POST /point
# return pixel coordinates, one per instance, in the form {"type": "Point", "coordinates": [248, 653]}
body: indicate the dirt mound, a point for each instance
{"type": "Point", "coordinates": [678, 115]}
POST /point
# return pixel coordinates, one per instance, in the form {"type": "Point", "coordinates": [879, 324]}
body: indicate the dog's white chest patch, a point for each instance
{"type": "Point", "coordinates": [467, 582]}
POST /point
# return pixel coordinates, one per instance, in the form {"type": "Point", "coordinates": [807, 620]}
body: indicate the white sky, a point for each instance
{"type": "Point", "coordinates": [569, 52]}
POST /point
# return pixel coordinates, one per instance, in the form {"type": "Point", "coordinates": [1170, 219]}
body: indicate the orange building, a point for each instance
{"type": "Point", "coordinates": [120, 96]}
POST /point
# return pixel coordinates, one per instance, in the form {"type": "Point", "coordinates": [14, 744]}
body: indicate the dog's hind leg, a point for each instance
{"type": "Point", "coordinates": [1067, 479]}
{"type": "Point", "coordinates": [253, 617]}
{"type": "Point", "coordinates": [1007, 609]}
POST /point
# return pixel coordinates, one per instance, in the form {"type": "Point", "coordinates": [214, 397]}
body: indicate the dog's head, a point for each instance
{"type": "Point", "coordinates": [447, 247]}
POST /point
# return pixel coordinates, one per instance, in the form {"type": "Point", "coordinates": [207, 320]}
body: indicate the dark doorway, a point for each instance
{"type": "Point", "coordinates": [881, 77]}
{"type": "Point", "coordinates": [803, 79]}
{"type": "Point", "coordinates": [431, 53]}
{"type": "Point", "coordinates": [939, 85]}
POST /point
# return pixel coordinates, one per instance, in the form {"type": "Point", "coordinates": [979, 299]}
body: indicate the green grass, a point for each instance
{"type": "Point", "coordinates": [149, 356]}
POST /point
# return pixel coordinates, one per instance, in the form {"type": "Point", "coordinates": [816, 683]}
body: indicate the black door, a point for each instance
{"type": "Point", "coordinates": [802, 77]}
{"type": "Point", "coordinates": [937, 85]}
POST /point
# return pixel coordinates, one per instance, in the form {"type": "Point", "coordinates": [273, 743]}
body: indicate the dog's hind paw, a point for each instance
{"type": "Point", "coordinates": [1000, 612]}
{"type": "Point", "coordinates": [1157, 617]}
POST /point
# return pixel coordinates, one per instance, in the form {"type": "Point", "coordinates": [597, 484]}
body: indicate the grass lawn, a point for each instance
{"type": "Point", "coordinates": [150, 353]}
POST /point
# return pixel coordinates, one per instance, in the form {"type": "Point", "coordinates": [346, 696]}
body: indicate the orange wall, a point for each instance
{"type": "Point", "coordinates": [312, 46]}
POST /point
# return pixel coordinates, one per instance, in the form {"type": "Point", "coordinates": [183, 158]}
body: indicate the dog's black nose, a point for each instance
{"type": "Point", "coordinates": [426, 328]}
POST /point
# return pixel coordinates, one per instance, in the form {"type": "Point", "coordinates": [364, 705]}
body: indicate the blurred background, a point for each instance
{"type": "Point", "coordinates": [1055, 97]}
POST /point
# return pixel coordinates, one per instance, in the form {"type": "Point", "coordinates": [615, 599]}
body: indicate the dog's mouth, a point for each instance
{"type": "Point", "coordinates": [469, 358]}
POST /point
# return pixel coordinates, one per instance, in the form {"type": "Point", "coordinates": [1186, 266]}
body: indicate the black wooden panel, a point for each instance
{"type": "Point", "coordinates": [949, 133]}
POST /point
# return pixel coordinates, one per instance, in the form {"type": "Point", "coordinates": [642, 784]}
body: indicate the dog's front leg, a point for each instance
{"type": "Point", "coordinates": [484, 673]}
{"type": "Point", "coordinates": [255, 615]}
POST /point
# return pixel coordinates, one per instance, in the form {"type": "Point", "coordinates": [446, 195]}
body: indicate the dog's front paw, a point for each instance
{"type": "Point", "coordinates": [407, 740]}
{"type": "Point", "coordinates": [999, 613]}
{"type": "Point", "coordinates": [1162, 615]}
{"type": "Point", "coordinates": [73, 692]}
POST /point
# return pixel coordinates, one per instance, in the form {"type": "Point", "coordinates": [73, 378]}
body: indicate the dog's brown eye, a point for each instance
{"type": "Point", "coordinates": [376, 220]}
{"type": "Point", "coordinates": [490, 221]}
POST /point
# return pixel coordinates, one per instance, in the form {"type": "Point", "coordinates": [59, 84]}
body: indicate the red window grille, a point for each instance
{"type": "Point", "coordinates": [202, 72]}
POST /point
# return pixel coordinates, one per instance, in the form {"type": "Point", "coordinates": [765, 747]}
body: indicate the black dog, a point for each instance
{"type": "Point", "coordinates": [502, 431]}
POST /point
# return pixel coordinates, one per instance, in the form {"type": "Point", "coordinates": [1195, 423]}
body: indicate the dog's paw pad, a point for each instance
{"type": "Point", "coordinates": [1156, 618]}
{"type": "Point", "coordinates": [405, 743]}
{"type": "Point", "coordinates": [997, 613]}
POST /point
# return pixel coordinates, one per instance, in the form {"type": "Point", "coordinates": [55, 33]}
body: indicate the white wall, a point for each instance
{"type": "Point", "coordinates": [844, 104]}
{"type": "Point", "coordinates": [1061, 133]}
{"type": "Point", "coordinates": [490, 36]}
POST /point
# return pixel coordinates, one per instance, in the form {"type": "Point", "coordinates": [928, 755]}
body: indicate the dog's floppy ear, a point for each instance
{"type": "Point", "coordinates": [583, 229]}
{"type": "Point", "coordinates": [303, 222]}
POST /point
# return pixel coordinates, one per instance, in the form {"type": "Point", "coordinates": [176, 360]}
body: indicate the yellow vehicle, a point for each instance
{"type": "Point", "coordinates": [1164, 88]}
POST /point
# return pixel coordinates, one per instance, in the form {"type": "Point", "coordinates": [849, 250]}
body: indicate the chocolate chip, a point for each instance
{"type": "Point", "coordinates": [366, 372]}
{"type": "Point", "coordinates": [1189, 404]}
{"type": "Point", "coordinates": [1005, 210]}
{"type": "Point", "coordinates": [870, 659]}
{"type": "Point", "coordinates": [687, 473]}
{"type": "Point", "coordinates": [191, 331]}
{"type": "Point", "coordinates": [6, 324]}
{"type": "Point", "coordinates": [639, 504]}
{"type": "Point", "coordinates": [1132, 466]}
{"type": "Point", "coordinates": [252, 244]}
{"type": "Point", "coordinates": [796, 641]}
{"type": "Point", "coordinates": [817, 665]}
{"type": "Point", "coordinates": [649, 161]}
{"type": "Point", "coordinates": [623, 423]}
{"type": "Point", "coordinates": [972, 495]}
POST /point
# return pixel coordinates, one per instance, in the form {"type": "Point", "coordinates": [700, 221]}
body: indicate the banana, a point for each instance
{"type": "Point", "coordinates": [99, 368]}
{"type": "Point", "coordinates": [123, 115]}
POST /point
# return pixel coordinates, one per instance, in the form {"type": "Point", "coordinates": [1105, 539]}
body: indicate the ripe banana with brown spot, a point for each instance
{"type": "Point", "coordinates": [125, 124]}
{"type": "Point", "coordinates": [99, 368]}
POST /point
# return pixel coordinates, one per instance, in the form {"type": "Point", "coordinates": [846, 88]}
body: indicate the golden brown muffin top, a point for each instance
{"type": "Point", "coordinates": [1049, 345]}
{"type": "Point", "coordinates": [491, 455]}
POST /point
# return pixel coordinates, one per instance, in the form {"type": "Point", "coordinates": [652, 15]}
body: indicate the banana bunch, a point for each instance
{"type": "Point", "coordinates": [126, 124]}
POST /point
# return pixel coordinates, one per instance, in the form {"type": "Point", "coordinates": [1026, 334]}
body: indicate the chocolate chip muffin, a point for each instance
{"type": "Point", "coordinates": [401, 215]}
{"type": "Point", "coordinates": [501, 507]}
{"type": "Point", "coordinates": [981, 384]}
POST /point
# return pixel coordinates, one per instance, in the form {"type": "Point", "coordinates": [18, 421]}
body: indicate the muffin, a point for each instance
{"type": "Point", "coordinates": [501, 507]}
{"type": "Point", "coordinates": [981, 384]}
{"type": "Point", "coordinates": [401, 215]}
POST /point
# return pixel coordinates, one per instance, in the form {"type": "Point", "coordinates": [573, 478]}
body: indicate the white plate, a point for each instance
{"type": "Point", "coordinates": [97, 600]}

:::::

» INSTRUCCIÓN
Devuelve cada línea de los registros de arriba que contenga la palabra "front". Se distinguen mayúsculas y minúsculas.

» SOLUCIÓN
body: indicate the dog's front leg, a point for each instance
body: indicate the dog's front paw, a point for each instance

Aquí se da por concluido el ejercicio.